* Begin TEXT *

# Firewall, ports blocked



## p0ng0 (Sep 15, 2007)

Hi,

I am having problems in allowing a certain port accessible from the internet. 
It's not as easy as i would think, i mean, i know how to port forward, but this setup i have seems to be slightly complicated.

I'm running Server 2003 on a virtual computer (Parallels on my Mac to be precise).

Now, I have an ADSL router (192.168.0.1) and a wireless access point (192.168.1.1).
My Mac is connected wirelessly, thus having an address of 192.168.1.x. The Virtual Server also has the same kind of IP (192.168.1.x).

The Wireless Access Point is linked to my standard wired router, this receiving my internet connection.

I have opened the port up on my Wireless Access Point, but this is not working, as the internet is channelled through the Wired router, and being blocked there!

I would open the port up on the Wired router, but it will tell me i am entering an illegal IP address, as it's on a different subnet!

Would anybody know how to get around this and be able to access this particular port from the internet?

Any comments will be greatly appreciated!

Thank you and God bless.

-Christian


----------



## helpful (Sep 18, 2009)

* End TEXT *
* Begin DATA EXTRACT *

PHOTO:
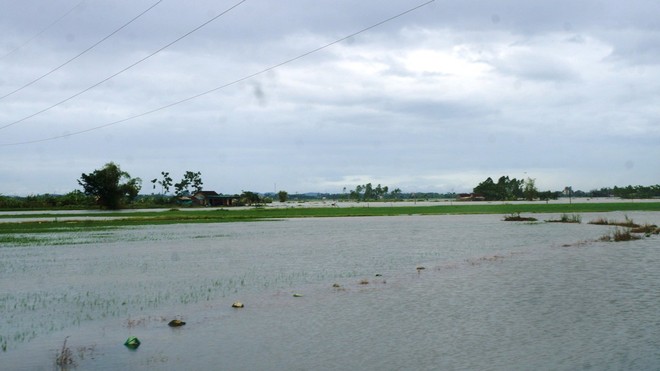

* End DATA EXTRACT *

**PROBLEMS TO SOLVE:**
[1] Transcribe the part of the blocked-ports thread from "Would anybody know" to "and God bless.".
[2] Continue the blocked-ports thread, starting right after its last line.

**TASK RESULTS:**
[1]
Would anybody know how to get around this and be able to access this particular port from the internet?

Any comments will be greatly appreciated!

Thank you and God bless.

[2]
The best option would be to turn off dhcp on the Wireless Access Point. This will basically make the Wireless Access Point into a switch and all the computer should receive ip addresses from the wireless router.

Afterwards, add the firewall exclusion on the wireless router and ensure that the server has static ip address.


----------



## p0ng0 (Sep 15, 2007)

Ahh, that makes much more sense!
I will give that a try now!

Thank you


----------



## p0ng0 (Sep 15, 2007)

Well,
I have tested this by creating a 2nd website on IIS and provided this 'test' site with port 81.
I have tried to access this externally using my IP:81 but this is not loading.
Am i missing something?


----------



## helpful (Sep 18, 2009)

you should also check the w2k3 software firewall as well. You will need to open port 81 for all networks to be available on the internet.


----------



## p0ng0 (Sep 15, 2007)

the firewall on the server is disabled anyway


----------



## srhoades (May 15, 2003)

Just to confirm that the IP of the wireless access point, the virtual server and the mac are all now on th 192.168.0.x subnet?


----------



## helpful (Sep 18, 2009)

Try running the command "netstat -an" from the command prompt and verifying that the server is listening on port 81 with the correct IP address. If the computer is not listening on port 81, the IIS web service is either malfunctioning or not setup correctly.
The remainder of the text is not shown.